WHAT TO PRODUCE: Please locate every line in the material below that contains the string "fluorescent" and copy each of those lines.

AVAILABLE RECORDS:
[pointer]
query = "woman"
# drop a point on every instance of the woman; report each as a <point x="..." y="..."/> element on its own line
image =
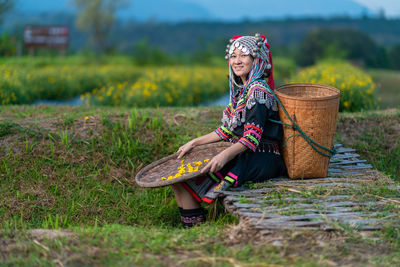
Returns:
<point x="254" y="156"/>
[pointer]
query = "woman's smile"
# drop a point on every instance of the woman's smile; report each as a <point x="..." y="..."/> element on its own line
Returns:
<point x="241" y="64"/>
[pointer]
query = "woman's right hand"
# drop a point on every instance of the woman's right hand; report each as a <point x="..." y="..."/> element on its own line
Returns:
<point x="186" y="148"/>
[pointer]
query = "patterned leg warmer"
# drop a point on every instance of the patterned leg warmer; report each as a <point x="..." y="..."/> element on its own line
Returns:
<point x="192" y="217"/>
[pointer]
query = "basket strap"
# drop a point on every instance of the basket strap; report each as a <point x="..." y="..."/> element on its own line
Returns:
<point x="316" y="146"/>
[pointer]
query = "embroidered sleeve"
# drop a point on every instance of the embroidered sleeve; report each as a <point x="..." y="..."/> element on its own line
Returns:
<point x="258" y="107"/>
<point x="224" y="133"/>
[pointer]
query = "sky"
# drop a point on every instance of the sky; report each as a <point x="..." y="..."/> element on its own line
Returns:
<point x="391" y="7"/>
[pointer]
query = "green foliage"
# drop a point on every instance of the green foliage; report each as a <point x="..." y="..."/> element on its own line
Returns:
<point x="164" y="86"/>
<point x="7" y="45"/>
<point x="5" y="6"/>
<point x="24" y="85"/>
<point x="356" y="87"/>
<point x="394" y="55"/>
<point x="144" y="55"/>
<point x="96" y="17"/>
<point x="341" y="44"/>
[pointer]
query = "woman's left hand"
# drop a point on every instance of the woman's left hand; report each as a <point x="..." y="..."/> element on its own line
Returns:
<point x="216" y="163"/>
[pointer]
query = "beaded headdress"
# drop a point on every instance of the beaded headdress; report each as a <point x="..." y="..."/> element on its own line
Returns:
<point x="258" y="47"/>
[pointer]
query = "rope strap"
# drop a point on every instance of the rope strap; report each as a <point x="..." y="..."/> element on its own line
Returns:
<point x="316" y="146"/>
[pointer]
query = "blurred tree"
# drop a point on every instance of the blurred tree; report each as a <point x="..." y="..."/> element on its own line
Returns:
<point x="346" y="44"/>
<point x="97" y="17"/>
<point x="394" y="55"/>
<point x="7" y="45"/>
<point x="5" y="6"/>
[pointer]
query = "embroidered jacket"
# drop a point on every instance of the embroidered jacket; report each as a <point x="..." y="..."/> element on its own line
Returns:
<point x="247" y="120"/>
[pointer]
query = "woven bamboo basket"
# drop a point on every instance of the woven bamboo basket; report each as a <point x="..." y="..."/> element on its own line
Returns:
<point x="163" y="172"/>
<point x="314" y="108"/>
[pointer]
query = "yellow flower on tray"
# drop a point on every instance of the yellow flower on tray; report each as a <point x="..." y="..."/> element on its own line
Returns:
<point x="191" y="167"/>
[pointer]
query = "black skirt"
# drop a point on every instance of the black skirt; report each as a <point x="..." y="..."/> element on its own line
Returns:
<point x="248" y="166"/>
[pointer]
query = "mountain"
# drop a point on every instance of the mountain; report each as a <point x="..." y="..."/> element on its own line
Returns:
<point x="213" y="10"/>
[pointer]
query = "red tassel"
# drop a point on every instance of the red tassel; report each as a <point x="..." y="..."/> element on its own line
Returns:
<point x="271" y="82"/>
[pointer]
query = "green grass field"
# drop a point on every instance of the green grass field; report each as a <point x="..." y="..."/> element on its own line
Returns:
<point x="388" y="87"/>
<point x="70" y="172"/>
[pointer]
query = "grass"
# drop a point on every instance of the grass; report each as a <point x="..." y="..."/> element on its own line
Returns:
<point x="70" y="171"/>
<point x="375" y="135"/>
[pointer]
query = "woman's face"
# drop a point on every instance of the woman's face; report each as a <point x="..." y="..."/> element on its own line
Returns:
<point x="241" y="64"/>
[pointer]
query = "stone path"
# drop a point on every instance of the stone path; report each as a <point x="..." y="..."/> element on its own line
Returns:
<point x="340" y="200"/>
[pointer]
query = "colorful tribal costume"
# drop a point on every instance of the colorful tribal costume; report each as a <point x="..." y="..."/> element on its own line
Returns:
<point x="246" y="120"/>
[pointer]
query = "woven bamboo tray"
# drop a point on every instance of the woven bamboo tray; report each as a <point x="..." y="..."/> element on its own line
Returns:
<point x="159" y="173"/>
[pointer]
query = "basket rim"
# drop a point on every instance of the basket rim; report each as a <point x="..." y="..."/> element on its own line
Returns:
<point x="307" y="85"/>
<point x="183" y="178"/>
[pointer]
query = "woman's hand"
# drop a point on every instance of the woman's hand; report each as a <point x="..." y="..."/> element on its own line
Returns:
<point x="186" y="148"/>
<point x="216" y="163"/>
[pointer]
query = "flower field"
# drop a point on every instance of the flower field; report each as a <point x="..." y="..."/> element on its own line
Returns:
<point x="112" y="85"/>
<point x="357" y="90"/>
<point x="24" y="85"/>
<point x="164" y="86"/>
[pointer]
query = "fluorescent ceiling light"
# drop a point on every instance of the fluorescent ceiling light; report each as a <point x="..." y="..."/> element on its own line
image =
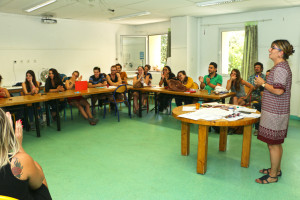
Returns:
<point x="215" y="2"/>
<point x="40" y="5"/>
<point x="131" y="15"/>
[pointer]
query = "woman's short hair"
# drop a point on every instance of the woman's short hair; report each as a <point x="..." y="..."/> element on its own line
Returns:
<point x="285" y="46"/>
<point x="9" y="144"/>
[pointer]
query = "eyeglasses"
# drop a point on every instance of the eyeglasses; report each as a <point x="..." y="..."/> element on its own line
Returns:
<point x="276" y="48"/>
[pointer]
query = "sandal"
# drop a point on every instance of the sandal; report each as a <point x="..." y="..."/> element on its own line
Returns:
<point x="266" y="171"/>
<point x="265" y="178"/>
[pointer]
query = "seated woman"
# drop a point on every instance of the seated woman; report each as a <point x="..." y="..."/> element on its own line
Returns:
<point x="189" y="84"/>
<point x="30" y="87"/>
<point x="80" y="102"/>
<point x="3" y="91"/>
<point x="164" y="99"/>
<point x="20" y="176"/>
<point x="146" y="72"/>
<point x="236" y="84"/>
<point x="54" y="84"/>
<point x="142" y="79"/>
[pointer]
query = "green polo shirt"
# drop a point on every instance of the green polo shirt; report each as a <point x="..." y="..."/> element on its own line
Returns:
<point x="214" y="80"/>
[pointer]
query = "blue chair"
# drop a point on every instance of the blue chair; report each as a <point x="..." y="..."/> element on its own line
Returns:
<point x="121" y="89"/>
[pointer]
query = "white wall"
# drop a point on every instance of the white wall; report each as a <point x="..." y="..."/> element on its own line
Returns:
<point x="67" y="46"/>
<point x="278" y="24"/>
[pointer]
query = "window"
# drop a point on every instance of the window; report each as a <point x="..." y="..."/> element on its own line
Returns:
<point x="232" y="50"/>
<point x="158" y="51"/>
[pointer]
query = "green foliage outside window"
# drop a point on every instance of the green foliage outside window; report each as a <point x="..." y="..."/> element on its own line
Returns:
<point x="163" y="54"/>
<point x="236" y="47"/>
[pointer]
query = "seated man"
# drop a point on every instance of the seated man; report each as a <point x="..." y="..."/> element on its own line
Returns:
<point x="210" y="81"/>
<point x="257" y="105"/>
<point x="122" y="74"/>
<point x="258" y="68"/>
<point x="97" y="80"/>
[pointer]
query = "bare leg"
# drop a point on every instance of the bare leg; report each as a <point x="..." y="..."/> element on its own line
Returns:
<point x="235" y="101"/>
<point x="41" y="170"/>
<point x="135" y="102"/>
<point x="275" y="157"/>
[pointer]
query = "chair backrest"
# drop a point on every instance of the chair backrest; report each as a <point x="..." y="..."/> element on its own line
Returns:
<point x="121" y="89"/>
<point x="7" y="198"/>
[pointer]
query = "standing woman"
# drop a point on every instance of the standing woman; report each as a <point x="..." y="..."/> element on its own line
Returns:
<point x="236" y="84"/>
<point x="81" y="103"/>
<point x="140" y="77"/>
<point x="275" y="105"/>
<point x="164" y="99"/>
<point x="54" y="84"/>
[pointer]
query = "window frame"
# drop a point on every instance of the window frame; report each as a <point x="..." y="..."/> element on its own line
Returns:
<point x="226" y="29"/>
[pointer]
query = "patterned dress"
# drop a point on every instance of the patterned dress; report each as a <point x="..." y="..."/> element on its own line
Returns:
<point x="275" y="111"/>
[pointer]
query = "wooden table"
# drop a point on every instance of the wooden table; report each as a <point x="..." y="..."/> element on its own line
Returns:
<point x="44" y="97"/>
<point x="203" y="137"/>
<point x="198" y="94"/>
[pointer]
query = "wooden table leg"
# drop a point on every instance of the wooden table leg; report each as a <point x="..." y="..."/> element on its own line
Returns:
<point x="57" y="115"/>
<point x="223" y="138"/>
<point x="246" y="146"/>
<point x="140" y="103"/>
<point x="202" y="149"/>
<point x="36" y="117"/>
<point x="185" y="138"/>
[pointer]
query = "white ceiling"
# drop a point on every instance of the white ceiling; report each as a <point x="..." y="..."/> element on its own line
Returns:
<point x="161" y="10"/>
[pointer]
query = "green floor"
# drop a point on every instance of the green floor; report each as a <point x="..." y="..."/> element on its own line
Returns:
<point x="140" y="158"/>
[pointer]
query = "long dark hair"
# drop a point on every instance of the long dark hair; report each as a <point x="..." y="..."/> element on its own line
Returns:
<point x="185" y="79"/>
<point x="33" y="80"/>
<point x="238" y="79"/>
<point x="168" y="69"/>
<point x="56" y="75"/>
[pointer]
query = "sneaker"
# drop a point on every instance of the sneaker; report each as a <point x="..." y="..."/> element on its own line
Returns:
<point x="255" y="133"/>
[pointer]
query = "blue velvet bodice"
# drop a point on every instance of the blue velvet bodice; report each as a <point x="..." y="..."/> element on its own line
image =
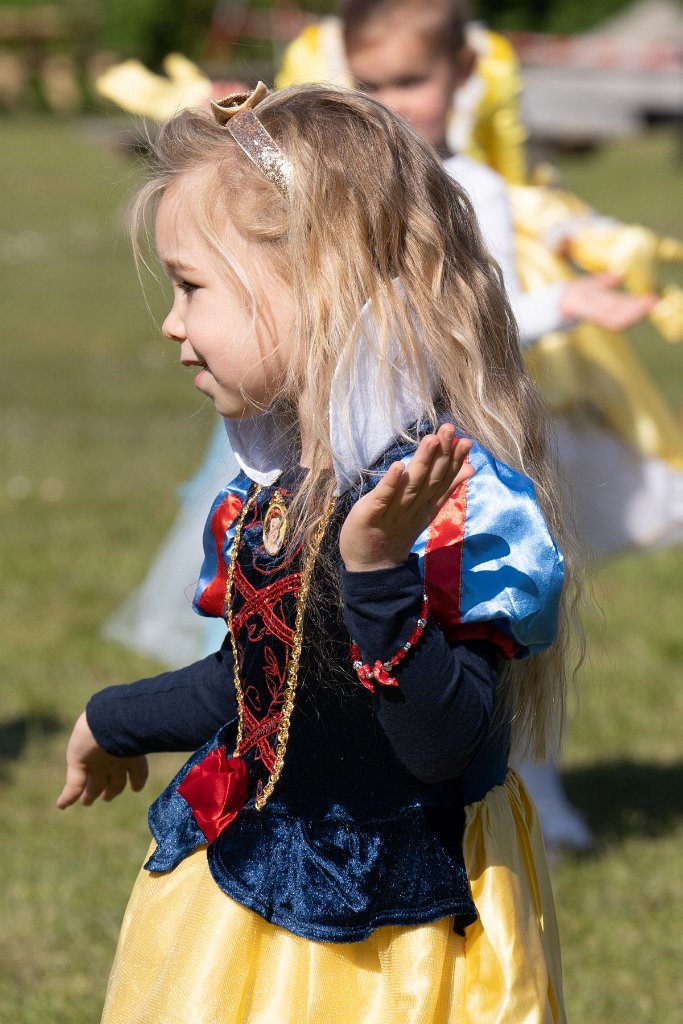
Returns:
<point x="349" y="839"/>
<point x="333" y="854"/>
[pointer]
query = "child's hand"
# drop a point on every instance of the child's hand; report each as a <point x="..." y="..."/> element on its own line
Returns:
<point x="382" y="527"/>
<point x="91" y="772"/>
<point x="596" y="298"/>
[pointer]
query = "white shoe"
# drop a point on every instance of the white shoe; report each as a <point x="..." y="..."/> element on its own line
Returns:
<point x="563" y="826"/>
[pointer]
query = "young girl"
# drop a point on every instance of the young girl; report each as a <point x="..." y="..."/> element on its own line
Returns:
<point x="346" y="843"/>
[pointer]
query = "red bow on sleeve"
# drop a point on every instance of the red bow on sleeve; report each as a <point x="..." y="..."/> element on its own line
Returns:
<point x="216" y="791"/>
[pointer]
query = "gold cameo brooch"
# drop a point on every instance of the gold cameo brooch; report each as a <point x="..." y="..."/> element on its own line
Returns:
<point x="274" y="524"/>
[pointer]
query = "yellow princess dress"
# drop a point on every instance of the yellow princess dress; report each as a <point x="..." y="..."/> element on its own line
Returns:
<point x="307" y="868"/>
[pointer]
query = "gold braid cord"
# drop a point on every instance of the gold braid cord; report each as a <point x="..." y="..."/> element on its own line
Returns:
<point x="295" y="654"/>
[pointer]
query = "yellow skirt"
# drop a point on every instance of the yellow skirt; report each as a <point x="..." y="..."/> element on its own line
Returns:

COMPLETE RESPONSE:
query = "fluorescent ceiling light"
# drop a point on every instance of the fluorescent ceiling light; report each as a <point x="..." y="..."/> element on its own line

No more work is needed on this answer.